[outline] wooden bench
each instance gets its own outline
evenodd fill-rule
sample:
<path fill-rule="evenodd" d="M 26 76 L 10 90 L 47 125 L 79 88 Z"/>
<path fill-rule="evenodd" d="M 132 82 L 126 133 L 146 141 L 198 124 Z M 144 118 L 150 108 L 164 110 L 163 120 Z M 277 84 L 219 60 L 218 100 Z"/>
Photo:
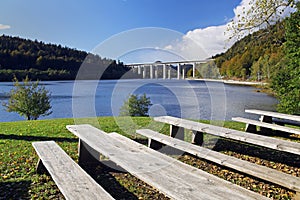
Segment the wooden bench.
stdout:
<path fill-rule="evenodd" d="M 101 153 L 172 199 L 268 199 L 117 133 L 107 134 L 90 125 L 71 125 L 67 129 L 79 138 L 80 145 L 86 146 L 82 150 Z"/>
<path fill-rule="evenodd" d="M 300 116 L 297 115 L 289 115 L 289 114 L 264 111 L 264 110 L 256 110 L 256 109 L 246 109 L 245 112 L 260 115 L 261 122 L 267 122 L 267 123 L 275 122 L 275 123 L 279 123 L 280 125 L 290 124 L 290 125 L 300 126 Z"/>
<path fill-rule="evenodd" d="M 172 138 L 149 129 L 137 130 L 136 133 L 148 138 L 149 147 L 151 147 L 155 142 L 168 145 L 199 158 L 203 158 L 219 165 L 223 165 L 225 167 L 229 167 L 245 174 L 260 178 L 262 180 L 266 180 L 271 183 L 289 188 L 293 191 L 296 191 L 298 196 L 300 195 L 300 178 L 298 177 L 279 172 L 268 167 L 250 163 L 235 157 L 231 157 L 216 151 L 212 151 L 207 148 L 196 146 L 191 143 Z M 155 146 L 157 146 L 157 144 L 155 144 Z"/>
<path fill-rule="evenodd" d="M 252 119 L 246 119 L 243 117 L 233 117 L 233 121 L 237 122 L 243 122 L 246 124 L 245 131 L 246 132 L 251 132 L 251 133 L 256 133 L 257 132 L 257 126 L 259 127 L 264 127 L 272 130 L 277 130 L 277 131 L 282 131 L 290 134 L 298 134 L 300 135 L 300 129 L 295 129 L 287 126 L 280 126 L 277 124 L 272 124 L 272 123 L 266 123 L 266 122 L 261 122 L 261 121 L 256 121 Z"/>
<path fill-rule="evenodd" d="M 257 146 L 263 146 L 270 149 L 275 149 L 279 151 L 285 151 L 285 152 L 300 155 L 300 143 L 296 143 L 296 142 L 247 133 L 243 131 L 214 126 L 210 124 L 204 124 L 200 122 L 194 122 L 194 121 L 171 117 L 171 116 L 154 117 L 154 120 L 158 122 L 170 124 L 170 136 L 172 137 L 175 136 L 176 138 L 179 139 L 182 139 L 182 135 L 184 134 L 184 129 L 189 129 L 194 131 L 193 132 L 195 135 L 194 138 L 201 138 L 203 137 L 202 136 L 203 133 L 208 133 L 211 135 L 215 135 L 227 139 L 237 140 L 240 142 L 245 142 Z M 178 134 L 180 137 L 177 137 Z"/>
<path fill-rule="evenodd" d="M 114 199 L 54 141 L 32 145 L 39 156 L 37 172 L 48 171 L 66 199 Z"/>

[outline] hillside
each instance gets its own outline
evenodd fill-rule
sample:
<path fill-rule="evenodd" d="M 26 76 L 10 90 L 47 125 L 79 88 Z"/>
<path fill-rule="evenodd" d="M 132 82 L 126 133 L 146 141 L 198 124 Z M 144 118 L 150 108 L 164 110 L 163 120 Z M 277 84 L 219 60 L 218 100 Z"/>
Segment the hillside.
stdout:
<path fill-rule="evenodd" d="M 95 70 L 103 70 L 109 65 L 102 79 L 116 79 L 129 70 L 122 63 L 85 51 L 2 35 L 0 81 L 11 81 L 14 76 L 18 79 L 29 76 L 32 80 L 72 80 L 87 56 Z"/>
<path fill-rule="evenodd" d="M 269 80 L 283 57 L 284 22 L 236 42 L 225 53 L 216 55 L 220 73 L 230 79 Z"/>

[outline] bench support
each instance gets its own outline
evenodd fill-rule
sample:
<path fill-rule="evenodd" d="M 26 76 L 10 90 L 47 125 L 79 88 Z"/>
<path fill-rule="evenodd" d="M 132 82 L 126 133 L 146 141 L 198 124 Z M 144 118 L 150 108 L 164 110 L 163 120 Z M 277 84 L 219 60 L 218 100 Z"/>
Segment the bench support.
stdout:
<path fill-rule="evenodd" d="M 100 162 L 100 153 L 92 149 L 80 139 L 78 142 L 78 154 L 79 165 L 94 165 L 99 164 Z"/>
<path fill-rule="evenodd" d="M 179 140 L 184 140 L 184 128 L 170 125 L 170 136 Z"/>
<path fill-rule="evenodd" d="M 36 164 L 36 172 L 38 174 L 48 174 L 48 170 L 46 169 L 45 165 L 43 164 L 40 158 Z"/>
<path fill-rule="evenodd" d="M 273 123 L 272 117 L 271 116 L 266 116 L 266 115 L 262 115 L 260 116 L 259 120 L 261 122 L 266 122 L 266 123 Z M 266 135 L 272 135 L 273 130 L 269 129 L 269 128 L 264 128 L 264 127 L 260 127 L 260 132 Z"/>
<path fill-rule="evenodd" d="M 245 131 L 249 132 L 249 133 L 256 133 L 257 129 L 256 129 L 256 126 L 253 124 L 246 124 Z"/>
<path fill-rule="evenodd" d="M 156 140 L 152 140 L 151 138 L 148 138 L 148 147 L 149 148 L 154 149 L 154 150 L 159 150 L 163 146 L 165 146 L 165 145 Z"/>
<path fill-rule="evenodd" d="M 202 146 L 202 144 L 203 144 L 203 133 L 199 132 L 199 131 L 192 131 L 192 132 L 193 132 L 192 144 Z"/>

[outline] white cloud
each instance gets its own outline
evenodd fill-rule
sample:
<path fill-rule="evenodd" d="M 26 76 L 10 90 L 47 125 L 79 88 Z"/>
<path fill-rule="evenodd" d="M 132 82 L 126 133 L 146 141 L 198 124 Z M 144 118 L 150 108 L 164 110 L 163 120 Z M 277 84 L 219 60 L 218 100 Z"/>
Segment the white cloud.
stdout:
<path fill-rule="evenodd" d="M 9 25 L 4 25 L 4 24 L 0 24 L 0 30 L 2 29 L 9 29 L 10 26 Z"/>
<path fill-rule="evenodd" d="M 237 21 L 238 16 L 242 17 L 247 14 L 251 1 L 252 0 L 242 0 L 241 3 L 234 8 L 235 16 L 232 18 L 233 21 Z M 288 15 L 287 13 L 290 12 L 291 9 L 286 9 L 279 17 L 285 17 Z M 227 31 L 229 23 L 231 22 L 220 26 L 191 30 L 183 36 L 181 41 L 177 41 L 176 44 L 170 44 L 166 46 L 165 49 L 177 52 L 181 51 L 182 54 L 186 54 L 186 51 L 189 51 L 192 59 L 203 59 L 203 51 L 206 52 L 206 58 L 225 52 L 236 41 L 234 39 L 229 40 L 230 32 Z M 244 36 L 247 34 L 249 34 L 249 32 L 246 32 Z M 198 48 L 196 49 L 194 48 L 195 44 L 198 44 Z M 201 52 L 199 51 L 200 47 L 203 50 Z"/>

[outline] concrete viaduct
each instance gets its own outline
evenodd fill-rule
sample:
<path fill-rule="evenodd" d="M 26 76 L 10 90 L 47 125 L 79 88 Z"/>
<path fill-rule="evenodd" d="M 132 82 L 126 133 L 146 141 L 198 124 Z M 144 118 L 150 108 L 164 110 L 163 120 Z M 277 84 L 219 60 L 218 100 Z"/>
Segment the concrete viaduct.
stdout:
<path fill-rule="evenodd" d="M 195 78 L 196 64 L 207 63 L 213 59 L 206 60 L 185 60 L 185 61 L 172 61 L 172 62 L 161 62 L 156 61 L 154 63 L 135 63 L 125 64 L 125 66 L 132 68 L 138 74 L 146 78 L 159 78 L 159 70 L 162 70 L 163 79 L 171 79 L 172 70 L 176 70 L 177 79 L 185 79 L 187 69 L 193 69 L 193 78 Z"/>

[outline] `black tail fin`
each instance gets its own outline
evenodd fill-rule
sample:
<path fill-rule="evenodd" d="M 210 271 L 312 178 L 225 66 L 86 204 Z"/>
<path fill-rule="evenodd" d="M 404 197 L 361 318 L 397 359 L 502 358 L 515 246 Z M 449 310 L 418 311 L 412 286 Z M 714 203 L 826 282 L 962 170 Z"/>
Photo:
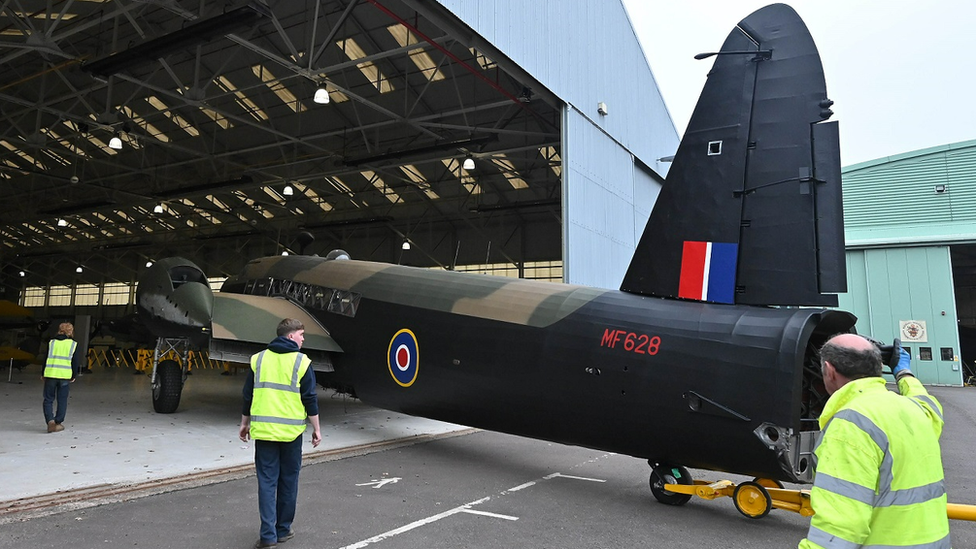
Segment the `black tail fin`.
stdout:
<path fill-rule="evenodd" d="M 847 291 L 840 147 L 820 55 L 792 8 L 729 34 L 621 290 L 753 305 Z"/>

PROBLEM TO SOLVE: Look at the listing and set down only the lines from its start through the line with "Segment the wooden bench.", word for word and without pictures.

YOUR SOLUTION:
[outline] wooden bench
each instance gets its own outline
evenodd fill-rule
sample:
<path fill-rule="evenodd" d="M 26 76 L 10 90 L 47 125 L 79 88 Z"/>
<path fill-rule="evenodd" d="M 132 82 L 126 133 L 146 141 L 198 124 Z M 144 118 L 150 108 L 164 110 L 163 120 Z M 277 84 L 219 60 L 218 100 Z"/>
Photo:
Segment the wooden bench.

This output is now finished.